So exactly how can you create such an environment where service agents feel engaged and empowered in each customer interaction? The answer is actually quite simple. Technology remains a key driver in a service team’s ability to manage these priorities – but the types of technological investment that business leaders are making are what serve as the key differentiators here.
Innovation with agent and employee engagement in mind
Historically, service centers operated as cost centers — where technology allowed companies to scale customer support, while ultimately getting further away and disconnected from the customer. Customer interactions became more automated, and speed and efficiency was prioritized over all else.
Now, as customer service channels have become the frontlines of consumer-to-brand communication, technological investment is helping these agents get closer to the customer and fill more strategic roles than ever before (in fact, according to a State of Service report from Salesforce, a majority of agents say their role is more strategic than two years ago).

Dataset excerpts -
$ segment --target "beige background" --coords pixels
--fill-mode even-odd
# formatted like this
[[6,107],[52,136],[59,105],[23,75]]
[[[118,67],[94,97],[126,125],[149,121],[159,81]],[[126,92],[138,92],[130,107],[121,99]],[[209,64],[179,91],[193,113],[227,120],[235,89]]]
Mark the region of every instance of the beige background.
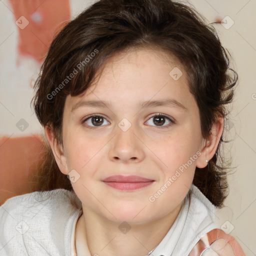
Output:
[[[30,135],[42,131],[30,108],[32,90],[28,86],[36,78],[39,66],[32,59],[23,58],[14,76],[8,75],[16,66],[17,28],[12,14],[6,7],[7,0],[0,2],[0,102],[14,113],[11,116],[0,104],[0,133],[15,136]],[[70,0],[72,14],[78,14],[93,1]],[[208,23],[228,16],[229,29],[216,24],[224,46],[232,55],[232,66],[238,72],[239,82],[231,120],[228,126],[228,138],[233,140],[225,146],[227,157],[231,156],[237,166],[234,174],[228,177],[230,194],[226,207],[218,213],[220,226],[234,236],[247,256],[256,255],[256,0],[192,0],[190,2],[204,16]],[[10,32],[14,32],[10,36]],[[9,36],[8,38],[8,36]],[[7,38],[7,39],[6,39]],[[25,67],[25,68],[24,68]],[[24,118],[30,126],[24,132],[16,124]],[[234,228],[234,229],[233,229]]]

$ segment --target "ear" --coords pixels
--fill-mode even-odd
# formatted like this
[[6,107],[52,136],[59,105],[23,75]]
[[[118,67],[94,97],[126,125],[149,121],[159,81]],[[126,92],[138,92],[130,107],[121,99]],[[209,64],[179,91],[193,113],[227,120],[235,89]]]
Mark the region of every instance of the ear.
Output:
[[58,142],[52,128],[47,125],[44,127],[44,134],[50,145],[55,160],[61,172],[64,174],[68,174],[66,159],[64,155],[63,147]]
[[210,134],[204,140],[201,154],[196,160],[196,167],[204,168],[208,164],[206,160],[210,161],[212,158],[220,140],[224,126],[224,118],[222,116],[219,116],[212,124]]

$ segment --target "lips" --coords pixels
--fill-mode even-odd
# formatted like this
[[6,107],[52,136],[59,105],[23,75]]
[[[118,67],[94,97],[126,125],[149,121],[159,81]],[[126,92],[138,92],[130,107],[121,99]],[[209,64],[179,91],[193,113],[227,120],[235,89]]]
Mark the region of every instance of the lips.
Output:
[[154,183],[154,180],[140,176],[114,175],[105,178],[102,182],[114,188],[130,191],[148,186]]
[[152,180],[143,177],[136,176],[123,176],[122,175],[114,175],[110,176],[102,180],[105,182],[153,182]]

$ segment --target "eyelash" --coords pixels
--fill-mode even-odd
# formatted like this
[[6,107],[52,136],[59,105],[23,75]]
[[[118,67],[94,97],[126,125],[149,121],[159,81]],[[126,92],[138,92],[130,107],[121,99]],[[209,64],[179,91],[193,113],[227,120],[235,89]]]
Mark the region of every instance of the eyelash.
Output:
[[[96,116],[98,116],[98,117],[100,116],[101,118],[103,118],[104,119],[106,119],[105,118],[104,118],[104,116],[100,116],[100,114],[92,114],[90,116],[88,116],[84,120],[82,121],[82,124],[85,123],[87,121],[87,120],[88,120],[90,118],[96,117]],[[166,114],[162,114],[162,113],[159,113],[159,114],[155,114],[154,116],[150,116],[150,118],[148,119],[148,120],[150,120],[150,118],[154,118],[156,116],[158,116],[158,116],[162,116],[164,118],[167,118],[168,120],[169,120],[170,121],[170,123],[168,124],[166,124],[166,126],[155,126],[154,127],[156,127],[158,128],[168,128],[170,126],[176,123],[175,120],[174,120],[173,118],[172,118],[170,116],[166,116]],[[92,126],[86,125],[86,128],[88,128],[90,129],[95,129],[95,128],[98,128],[100,127],[102,127],[102,126]]]

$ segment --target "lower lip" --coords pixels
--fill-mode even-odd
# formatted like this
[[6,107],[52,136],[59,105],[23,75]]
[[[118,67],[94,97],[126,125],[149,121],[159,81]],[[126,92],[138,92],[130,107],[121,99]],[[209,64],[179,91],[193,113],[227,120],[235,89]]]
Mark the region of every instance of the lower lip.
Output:
[[148,182],[104,182],[105,184],[108,186],[112,186],[114,188],[117,190],[132,190],[142,188],[148,186],[154,182],[154,180]]

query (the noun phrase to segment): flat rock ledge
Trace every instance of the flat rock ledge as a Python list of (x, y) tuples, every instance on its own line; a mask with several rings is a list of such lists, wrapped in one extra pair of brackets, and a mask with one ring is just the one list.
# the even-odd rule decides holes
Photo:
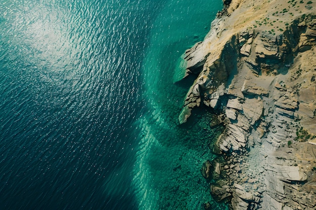
[(179, 122), (202, 106), (219, 113), (222, 154), (201, 173), (231, 209), (316, 209), (316, 3), (306, 3), (226, 1), (183, 56), (197, 78)]

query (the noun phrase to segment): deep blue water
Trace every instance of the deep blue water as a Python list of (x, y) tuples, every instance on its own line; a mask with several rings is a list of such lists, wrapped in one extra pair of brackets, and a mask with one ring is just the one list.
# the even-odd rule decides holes
[(217, 131), (207, 111), (178, 124), (192, 79), (172, 77), (221, 4), (0, 0), (0, 209), (212, 200), (199, 168)]

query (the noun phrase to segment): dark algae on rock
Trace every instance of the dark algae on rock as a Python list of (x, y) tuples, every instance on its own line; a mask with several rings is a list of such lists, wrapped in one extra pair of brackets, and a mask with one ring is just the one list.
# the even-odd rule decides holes
[(208, 191), (232, 209), (313, 209), (316, 4), (224, 3), (182, 56), (182, 80), (195, 80), (179, 123), (208, 107), (210, 125), (224, 127), (211, 144), (218, 157), (201, 165)]

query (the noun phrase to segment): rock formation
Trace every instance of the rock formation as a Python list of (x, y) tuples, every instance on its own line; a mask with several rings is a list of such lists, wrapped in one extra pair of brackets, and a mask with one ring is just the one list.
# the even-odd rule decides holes
[[(183, 55), (184, 78), (197, 76), (179, 122), (201, 106), (219, 113), (216, 200), (234, 209), (314, 209), (316, 2), (224, 3), (204, 41)], [(204, 166), (207, 179), (212, 167)]]

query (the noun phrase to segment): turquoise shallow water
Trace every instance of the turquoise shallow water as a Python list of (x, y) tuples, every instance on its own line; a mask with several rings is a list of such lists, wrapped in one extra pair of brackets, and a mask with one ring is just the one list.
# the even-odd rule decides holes
[(221, 4), (0, 0), (0, 209), (212, 199), (199, 168), (218, 131), (202, 110), (179, 126), (193, 79), (172, 77)]

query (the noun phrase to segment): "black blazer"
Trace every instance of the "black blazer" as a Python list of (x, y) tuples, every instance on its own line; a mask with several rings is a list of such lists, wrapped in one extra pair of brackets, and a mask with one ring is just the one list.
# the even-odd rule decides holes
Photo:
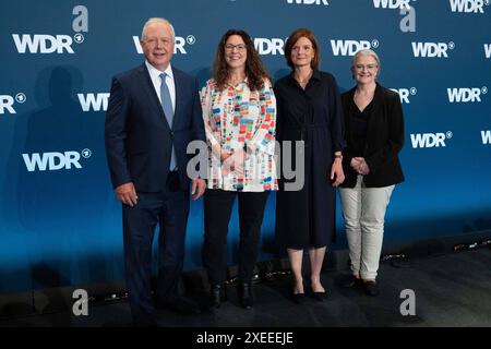
[(112, 79), (105, 141), (113, 188), (133, 182), (141, 192), (164, 190), (173, 142), (181, 189), (189, 189), (187, 147), (194, 140), (206, 142), (203, 116), (196, 79), (175, 68), (172, 73), (172, 125), (167, 122), (145, 64)]
[[(343, 152), (343, 169), (346, 179), (342, 186), (354, 188), (358, 173), (349, 166), (354, 154), (350, 147), (354, 144), (352, 134), (352, 103), (356, 87), (342, 95), (343, 109), (346, 123), (347, 147)], [(370, 173), (363, 177), (368, 188), (381, 188), (397, 184), (404, 181), (403, 169), (398, 153), (404, 145), (404, 118), (399, 95), (388, 88), (376, 84), (372, 100), (372, 109), (368, 120), (367, 142), (363, 157), (370, 167)]]

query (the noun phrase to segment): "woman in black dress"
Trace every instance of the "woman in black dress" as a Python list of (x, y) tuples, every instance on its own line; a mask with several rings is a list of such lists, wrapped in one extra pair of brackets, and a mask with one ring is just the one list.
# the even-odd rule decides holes
[[(301, 269), (307, 249), (310, 285), (314, 297), (321, 301), (325, 294), (320, 279), (325, 249), (335, 239), (336, 186), (345, 178), (340, 96), (334, 76), (319, 71), (319, 45), (311, 31), (300, 28), (289, 36), (285, 58), (292, 71), (274, 87), (276, 137), (280, 143), (283, 167), (288, 156), (292, 157), (292, 164), (301, 166), (298, 158), (301, 156), (304, 176), (301, 189), (291, 190), (289, 184), (296, 179), (287, 179), (282, 171), (276, 196), (276, 237), (288, 251), (295, 275), (294, 300), (299, 302), (304, 294)], [(295, 151), (294, 154), (287, 152), (286, 141), (303, 141), (304, 148), (296, 157)], [(291, 148), (296, 148), (295, 144)]]

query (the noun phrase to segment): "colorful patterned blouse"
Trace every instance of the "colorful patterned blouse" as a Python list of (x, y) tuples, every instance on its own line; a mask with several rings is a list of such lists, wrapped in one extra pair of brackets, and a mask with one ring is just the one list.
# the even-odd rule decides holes
[[(247, 81), (237, 86), (216, 89), (213, 79), (201, 91), (203, 119), (208, 143), (207, 188), (227, 191), (263, 192), (277, 190), (275, 165), (276, 99), (270, 81), (251, 92)], [(253, 151), (244, 160), (243, 174), (226, 173), (219, 154), (249, 146)]]

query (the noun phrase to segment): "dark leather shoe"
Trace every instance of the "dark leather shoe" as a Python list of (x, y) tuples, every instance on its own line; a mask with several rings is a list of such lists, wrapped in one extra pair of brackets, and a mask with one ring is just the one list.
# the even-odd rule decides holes
[(376, 297), (380, 293), (379, 285), (375, 281), (363, 281), (363, 287), (368, 296)]
[(252, 297), (252, 284), (239, 282), (239, 302), (242, 308), (251, 309), (254, 305), (254, 299)]
[(296, 304), (303, 304), (306, 302), (306, 293), (294, 293), (291, 294), (291, 300)]
[(180, 314), (200, 314), (201, 310), (197, 304), (185, 297), (178, 297), (164, 303), (157, 303), (159, 309), (169, 309)]
[(209, 289), (209, 306), (220, 308), (221, 303), (227, 300), (227, 292), (223, 285), (212, 285)]

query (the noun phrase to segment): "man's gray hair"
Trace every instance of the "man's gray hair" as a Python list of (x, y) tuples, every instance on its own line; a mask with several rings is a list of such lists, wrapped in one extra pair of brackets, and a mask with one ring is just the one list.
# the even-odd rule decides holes
[(142, 29), (142, 37), (140, 38), (141, 41), (143, 41), (143, 40), (145, 39), (145, 31), (146, 31), (146, 27), (147, 27), (149, 24), (154, 24), (154, 23), (163, 23), (163, 24), (167, 24), (167, 25), (169, 26), (169, 28), (170, 28), (170, 34), (172, 35), (172, 40), (176, 39), (176, 33), (173, 32), (173, 26), (172, 26), (172, 24), (170, 24), (169, 21), (167, 21), (166, 19), (161, 19), (161, 17), (153, 17), (153, 19), (149, 19), (148, 21), (146, 21), (145, 25), (143, 26), (143, 29)]

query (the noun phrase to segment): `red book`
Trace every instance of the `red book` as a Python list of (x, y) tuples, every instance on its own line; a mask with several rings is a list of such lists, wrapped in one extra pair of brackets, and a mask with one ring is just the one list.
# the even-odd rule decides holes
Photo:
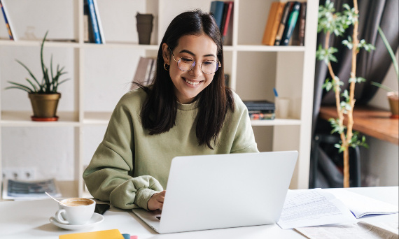
[(227, 34), (227, 29), (231, 18), (233, 4), (234, 2), (232, 1), (225, 2), (225, 8), (224, 8), (225, 13), (223, 13), (223, 24), (222, 24), (222, 29), (220, 30), (220, 33), (222, 34), (222, 37), (224, 37)]

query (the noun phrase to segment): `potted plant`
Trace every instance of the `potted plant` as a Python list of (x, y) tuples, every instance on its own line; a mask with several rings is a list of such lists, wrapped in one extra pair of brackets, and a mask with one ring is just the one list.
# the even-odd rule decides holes
[(39, 82), (38, 79), (34, 75), (29, 68), (23, 63), (16, 60), (21, 66), (22, 66), (29, 72), (30, 76), (33, 79), (26, 78), (28, 84), (23, 85), (15, 82), (8, 81), (12, 86), (6, 88), (8, 89), (19, 89), (28, 92), (28, 96), (31, 101), (34, 115), (31, 120), (34, 121), (57, 121), (58, 117), (56, 115), (58, 101), (61, 98), (61, 94), (58, 92), (58, 86), (69, 79), (60, 80), (60, 77), (66, 74), (64, 68), (59, 68), (59, 65), (57, 66), (55, 74), (52, 69), (52, 55), (51, 56), (50, 69), (46, 66), (43, 59), (43, 49), (44, 42), (48, 31), (46, 33), (43, 41), (41, 42), (41, 48), (40, 53), (41, 70), (43, 72), (43, 78)]
[[(364, 49), (368, 52), (374, 50), (374, 47), (368, 44), (365, 40), (358, 39), (358, 1), (354, 0), (354, 8), (351, 8), (348, 4), (343, 4), (344, 10), (342, 13), (336, 13), (334, 3), (327, 0), (324, 6), (320, 6), (318, 8), (318, 20), (317, 25), (318, 32), (323, 31), (326, 34), (324, 48), (321, 45), (318, 47), (316, 53), (317, 59), (326, 62), (328, 67), (328, 72), (331, 75), (331, 80), (327, 79), (323, 87), (327, 91), (333, 89), (335, 92), (335, 105), (337, 119), (330, 119), (329, 121), (332, 127), (331, 133), (337, 133), (340, 134), (341, 140), (335, 146), (339, 149), (340, 152), (344, 154), (344, 187), (349, 187), (349, 147), (364, 146), (368, 147), (365, 143), (365, 138), (359, 138), (358, 132), (353, 132), (354, 125), (353, 112), (355, 107), (354, 92), (355, 85), (365, 81), (361, 77), (356, 77), (356, 55), (360, 49)], [(345, 30), (351, 25), (353, 25), (352, 37), (349, 36), (347, 40), (342, 41), (342, 44), (351, 50), (351, 74), (349, 76), (350, 84), (349, 91), (345, 89), (341, 92), (341, 86), (344, 82), (335, 74), (331, 61), (337, 61), (337, 58), (334, 53), (338, 50), (335, 48), (330, 47), (329, 39), (330, 34), (342, 36)], [(346, 125), (344, 124), (344, 119), (348, 119)]]
[[(378, 27), (378, 33), (381, 36), (382, 41), (384, 41), (384, 44), (385, 45), (385, 47), (386, 48), (386, 50), (388, 50), (388, 52), (389, 52), (389, 55), (392, 59), (392, 64), (393, 64), (393, 68), (395, 68), (395, 71), (396, 72), (396, 77), (399, 82), (399, 70), (398, 70), (399, 67), (398, 66), (398, 61), (396, 61), (396, 58), (395, 57), (395, 53), (393, 52), (393, 50), (392, 50), (392, 48), (391, 48), (391, 45), (389, 45), (388, 40), (386, 40), (385, 34), (384, 34), (384, 32), (381, 29), (381, 27)], [(371, 85), (379, 87), (388, 92), (386, 95), (388, 96), (388, 101), (389, 102), (391, 113), (392, 113), (391, 117), (395, 119), (399, 118), (399, 95), (398, 91), (395, 91), (394, 89), (391, 89), (390, 87), (386, 85), (377, 83), (374, 81), (371, 82)]]

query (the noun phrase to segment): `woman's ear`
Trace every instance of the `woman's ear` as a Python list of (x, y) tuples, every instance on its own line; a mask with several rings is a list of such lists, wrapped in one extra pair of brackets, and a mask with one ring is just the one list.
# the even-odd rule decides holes
[(164, 59), (164, 62), (170, 65), (170, 52), (169, 52), (169, 47), (167, 43), (162, 44), (162, 57)]

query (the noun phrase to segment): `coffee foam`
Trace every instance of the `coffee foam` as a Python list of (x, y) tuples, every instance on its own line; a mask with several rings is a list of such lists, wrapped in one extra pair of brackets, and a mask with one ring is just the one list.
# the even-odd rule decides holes
[(69, 207), (77, 207), (90, 205), (93, 201), (85, 198), (69, 198), (63, 201), (62, 203)]

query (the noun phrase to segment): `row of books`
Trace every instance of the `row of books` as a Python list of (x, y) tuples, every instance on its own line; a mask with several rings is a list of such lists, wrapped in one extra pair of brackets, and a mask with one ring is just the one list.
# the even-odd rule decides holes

Try it -
In the extract on customer service technology, what did service centers historically operate as?

Solution for this task -
Cost centers.